-- Start Records supplied --

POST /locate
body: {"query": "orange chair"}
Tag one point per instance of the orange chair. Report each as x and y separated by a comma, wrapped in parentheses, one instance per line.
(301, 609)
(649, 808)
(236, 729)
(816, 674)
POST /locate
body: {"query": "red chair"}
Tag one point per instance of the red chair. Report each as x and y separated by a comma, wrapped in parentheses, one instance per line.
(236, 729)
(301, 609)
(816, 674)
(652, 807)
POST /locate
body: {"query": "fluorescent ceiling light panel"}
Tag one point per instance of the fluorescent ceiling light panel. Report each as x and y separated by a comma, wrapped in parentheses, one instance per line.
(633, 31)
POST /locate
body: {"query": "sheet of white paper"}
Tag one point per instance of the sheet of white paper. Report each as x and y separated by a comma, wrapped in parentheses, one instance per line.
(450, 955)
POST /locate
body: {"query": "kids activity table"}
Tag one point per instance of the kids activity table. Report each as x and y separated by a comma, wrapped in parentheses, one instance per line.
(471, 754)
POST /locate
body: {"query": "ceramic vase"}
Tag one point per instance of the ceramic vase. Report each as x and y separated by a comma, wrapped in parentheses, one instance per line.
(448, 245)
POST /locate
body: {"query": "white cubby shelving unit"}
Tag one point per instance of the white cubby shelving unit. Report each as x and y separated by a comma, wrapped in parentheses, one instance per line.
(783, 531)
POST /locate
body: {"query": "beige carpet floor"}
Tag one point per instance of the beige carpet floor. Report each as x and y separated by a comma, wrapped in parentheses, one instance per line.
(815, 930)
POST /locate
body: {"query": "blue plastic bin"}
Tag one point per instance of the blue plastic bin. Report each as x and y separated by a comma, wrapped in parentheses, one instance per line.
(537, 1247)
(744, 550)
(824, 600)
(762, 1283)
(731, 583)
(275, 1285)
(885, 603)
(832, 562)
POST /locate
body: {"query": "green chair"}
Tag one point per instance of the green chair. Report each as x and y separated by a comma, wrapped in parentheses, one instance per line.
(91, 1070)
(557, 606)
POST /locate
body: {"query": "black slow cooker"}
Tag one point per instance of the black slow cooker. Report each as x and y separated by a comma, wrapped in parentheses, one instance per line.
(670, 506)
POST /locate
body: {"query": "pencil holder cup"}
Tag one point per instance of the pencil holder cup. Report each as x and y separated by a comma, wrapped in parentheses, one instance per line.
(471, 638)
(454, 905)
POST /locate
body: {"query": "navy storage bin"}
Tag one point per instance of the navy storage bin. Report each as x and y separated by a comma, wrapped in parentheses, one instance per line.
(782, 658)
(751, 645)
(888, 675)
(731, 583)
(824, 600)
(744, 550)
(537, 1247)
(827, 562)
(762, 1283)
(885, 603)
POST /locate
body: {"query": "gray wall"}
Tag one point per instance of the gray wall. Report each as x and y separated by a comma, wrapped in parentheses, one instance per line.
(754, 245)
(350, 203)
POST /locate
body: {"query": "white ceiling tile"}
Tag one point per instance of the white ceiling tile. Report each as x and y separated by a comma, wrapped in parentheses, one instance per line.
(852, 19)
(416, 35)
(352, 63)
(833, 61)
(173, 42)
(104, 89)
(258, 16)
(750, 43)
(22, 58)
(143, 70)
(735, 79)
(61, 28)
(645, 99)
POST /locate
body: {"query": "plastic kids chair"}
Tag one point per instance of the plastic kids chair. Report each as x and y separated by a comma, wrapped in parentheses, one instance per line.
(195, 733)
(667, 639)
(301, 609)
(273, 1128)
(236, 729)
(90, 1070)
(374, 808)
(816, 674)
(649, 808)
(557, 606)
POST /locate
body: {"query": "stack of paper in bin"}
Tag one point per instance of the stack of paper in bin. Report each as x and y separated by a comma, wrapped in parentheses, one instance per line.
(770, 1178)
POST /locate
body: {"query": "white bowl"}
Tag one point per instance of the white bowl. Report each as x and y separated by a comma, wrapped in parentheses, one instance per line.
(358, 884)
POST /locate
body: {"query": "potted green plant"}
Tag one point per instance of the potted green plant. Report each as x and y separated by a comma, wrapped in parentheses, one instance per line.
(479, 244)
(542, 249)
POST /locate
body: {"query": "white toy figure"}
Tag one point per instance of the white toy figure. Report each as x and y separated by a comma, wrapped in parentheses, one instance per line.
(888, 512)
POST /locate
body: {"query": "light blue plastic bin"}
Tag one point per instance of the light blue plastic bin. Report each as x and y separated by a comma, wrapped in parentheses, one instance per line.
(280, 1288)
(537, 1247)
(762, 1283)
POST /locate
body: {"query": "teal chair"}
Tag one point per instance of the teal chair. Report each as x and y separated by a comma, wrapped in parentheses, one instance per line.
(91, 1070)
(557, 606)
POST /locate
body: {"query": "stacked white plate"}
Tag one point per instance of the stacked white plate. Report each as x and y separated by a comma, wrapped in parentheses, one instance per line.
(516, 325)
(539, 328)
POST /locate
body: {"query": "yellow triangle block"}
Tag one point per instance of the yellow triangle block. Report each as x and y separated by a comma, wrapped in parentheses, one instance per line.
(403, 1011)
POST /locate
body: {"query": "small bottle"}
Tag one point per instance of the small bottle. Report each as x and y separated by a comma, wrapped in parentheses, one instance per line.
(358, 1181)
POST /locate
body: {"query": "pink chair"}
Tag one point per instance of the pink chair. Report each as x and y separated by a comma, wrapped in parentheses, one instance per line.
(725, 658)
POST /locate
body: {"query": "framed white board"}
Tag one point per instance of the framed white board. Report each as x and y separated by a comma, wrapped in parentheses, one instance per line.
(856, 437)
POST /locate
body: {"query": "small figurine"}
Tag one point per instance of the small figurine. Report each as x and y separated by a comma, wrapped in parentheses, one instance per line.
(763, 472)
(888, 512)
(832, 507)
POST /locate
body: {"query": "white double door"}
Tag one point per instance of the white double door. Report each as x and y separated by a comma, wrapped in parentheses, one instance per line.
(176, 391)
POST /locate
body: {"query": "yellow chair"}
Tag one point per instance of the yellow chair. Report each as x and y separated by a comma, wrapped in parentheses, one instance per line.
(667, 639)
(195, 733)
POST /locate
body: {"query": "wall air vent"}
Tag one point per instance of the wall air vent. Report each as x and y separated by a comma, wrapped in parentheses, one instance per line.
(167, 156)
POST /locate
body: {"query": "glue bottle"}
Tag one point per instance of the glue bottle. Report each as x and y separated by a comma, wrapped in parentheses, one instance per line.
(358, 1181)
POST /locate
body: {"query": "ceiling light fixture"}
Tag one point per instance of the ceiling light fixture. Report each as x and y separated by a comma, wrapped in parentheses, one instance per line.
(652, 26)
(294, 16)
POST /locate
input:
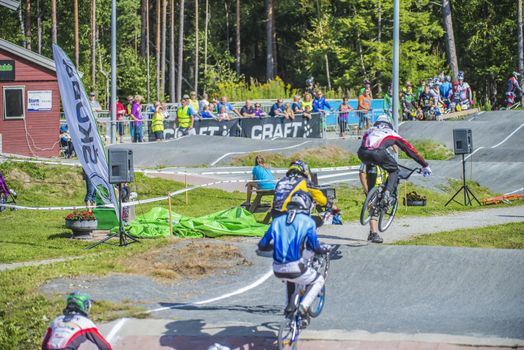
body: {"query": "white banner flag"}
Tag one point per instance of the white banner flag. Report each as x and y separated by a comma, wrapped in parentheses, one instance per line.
(82, 126)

-- End Records supplied --

• **Set exercise**: Set the data above down again exactly as given, with no pictures.

• **Solution for this exercise**:
POST /locate
body: {"query": "orange chair"}
Tag one point per instance of the orange chair. Report each as x and y separated by a comma, wrapped in parentheses, one instance per line.
(301, 609)
(649, 808)
(236, 729)
(816, 674)
POST /locate
body: {"query": "red chair"}
Tag one point per instance of the red chair. Report each as x and y separated by a comma, wrapped in parentheses, one instance per line.
(236, 729)
(301, 609)
(816, 674)
(652, 807)
POST /locate
body: {"query": "fluorescent ceiling light panel"}
Tag one point per instance of the fluorescent ceiling light panel. Report each as x and y separated by a comma, wrapped in parentheses, one instance per line.
(633, 31)
POST /locate
body: {"query": "sheet of white paper"}
Tag one point per instance of the sheet of white paper. Report each as x and y separated by a comma, wrapped in parentheses, one instance per line.
(450, 955)
POST /locate
body: {"query": "kids activity table"}
Tag one point per instance of the kids activity table. Report each as x and y separated by a comma, wrapped in parentheses, one instance per line.
(471, 754)
POST /locate
body: {"query": "ceramic vase"}
Tag one point per instance of the ceramic vase. Report each as x and y separated by a comma, wrapped in parentheses, one instance per line.
(448, 245)
POST /locate
body: {"query": "white cubby shelving unit"}
Tag one point per instance of the white cubby shelving unit. Report each as x and y separated by a comma, wrapped in parentheses, one instance per line.
(783, 531)
POST /locate
body: {"query": "beige carpet floor"}
Tag one point per instance of the beige carpet floor. Report each as x and y separated by a comma, wrapped in parentheses, one instance per line.
(815, 930)
POST /locate
body: {"query": "blue plastic bin"}
Tag one point per instance of the blue plastic bin. Report each as x and y separated by a comma, wrapped in parentheses, one instance per line.
(537, 1247)
(744, 550)
(824, 600)
(762, 1283)
(731, 583)
(275, 1285)
(885, 603)
(832, 562)
POST /locate
body: {"query": "green chair"}
Tag one point per instance of the green chair. Report each as x and y separated by a comma, wrapped in parentheses, one instance per line.
(91, 1070)
(557, 606)
POST /locate
body: {"query": "black slow cooker"}
Tag one point per instance of the black slow cooker. Report each as x and y separated by a comma, wrapped in parentheses, one instance per line.
(670, 506)
POST /locate
body: {"query": "pencil holder cup"}
Tag one point per instance of the pencil holder cup. Report each as x and y separated by a comma, wrapped in parentheses, one instance per line.
(471, 638)
(454, 905)
POST /locate
body: {"query": "navy storage bin"}
Tag one point per instance of the navy storage bin. Report each as x and y separated by a comma, wrapped in parentheses, one instance per line.
(782, 658)
(751, 645)
(888, 675)
(731, 583)
(824, 600)
(744, 550)
(537, 1247)
(827, 562)
(762, 1283)
(885, 603)
POST /locate
body: {"query": "gray wall"}
Tag one point per instance of the gray wall. Report each as x and y separated by a comma, wrapped in parentheses, one instance per line.
(754, 245)
(350, 203)
POST /locate
body: {"query": "white ceiling tile"}
Tag one point per instance of the white ceiling tile. Report each as x and y separated by a comma, wrapped in parentheses, one instance per line.
(852, 19)
(416, 35)
(352, 63)
(833, 61)
(173, 42)
(104, 89)
(258, 16)
(750, 43)
(22, 58)
(143, 70)
(735, 79)
(61, 28)
(645, 99)
POST /locate
body: {"query": "plastic kids chair"}
Tag one point per instance of the plastic kids chair. Report each as x and y separated by a comma, wrapped in parentheses, one instance per line.
(195, 733)
(667, 639)
(301, 609)
(273, 1128)
(236, 729)
(90, 1070)
(374, 808)
(816, 674)
(649, 808)
(557, 606)
POST /locate
body: {"query": "stack of paper in bin"}
Tag one point per instance of the stack of paper in bin. Report each as x and y separated by a comma, wrapped in parentheses, one instance per line.
(770, 1178)
POST /locate
body: {"query": "white bowl"}
Tag one point per instance of the white bowl. Report each as x and y separated by a comma, wrapped in parentheses, one instance per line.
(358, 884)
POST /locate
body: {"query": "potted green plant"}
Tag one point per instance of the potted green plant. Report each as x and y separated by a comma, wrapped in parentheses, one instance per line.
(479, 244)
(542, 249)
POST /locate
body: {"query": "white toy figure"}
Tag one point per instance of the white toy figure. Report each as x and y separated by a comma, wrapped in parentheses, one instance per line.
(888, 512)
POST /locate
body: {"query": "light blue plastic bin"}
Tag one point per instance of the light blue plastic bin. Report each as x and y separated by a comma, wrapped in parentheses, one instance per line.
(280, 1288)
(537, 1247)
(762, 1283)
POST /locate
body: {"query": "teal chair"}
Tag one point per instance of the teal chair. Report each as x and y separated by a comma, wrapped in parentheses, one instance per line.
(91, 1070)
(557, 606)
POST /locate
body: {"query": "stacked white plate"}
Tag one point per instance of the stacked white plate. Report each as x and y separated by a comma, wrapped in parentheses, one instance per line.
(516, 325)
(539, 328)
POST /locate
body: {"query": "yellow triangle block"}
Tag one point per instance of the yellow triangle block. Report each as x and y separated by a comma, wrapped in parentheses, one instance per line.
(403, 1011)
POST /locate
body: {"query": "small bottle"}
Tag one point per instance of the small bottle. Report each as x and y separated by a comma, wrapped in parentheses, one instance per line.
(358, 1181)
POST /locate
body: {"query": "pink chair"}
Tag one point per instance of the pink chair. Report each as x and y separated by a comma, wrapped in parentheses, one instance per line.
(725, 658)
POST /locate
body: {"query": "framed white board"}
Tag one point per instance of the framed white board. Report each as x and y separated by a comma, wrapped in parentheses, one instance per line.
(856, 437)
POST /locate
body: {"query": "small figurine"}
Tag one point per instance of the small figurine. Report each as x and y separated by a comma, wrapped in parentheses, one instance per line.
(763, 472)
(888, 512)
(832, 507)
POST /locate
body: {"query": "white double door"}
Tag one point per instance of the white double door. Report each as x and y separated by a comma, wrapped in parentheses, one instance per line.
(176, 391)
POST /locate
body: {"query": "yellow chair"}
Tag one point per instance of the yellow chair. Report each as x and y separated by a comma, wrapped in parentheses, one instance per line.
(667, 639)
(195, 733)
POST /locate
body: {"query": "wall air vent"}
Tag one point per instance of the wall air vent. Report each as x and y separated by a comma, wrapped in parentheses, one instance per line.
(167, 156)
POST /locate
body: {"query": "glue bottle"}
Tag one point per instance of the glue bottle. Report each as x and y separated by a comma, wrapped in parentheses, one instance per line.
(358, 1181)
POST /locate
body: {"query": "ceiling light fixture"}
Tag one point per instance of the ceiling light fixture. Report each as x and y separated by a comma, wrapped in parentheses, one instance per line.
(652, 26)
(294, 16)
POST /locate
input:
body: {"query": "white banner flag"}
Tag one point per instance of the white banner flag. Report each as x and y separated by a comma, wrapped in parentheses, one instance per line.
(82, 126)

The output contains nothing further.